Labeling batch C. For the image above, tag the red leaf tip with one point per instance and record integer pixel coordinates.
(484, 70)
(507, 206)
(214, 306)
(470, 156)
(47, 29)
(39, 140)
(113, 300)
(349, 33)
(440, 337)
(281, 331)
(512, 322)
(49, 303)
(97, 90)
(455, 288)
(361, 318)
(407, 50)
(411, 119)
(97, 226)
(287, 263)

§ §

Work required: An exact copy of all the entries is the required answer.

Answer to this exercise:
Labeling batch C. For the image above, tag the red leaf tip with one point per instance and record integer pixel coordinates.
(484, 70)
(507, 206)
(214, 306)
(470, 156)
(47, 29)
(39, 140)
(113, 300)
(349, 33)
(440, 337)
(281, 331)
(512, 322)
(49, 303)
(97, 90)
(455, 288)
(361, 318)
(407, 50)
(411, 119)
(97, 226)
(287, 263)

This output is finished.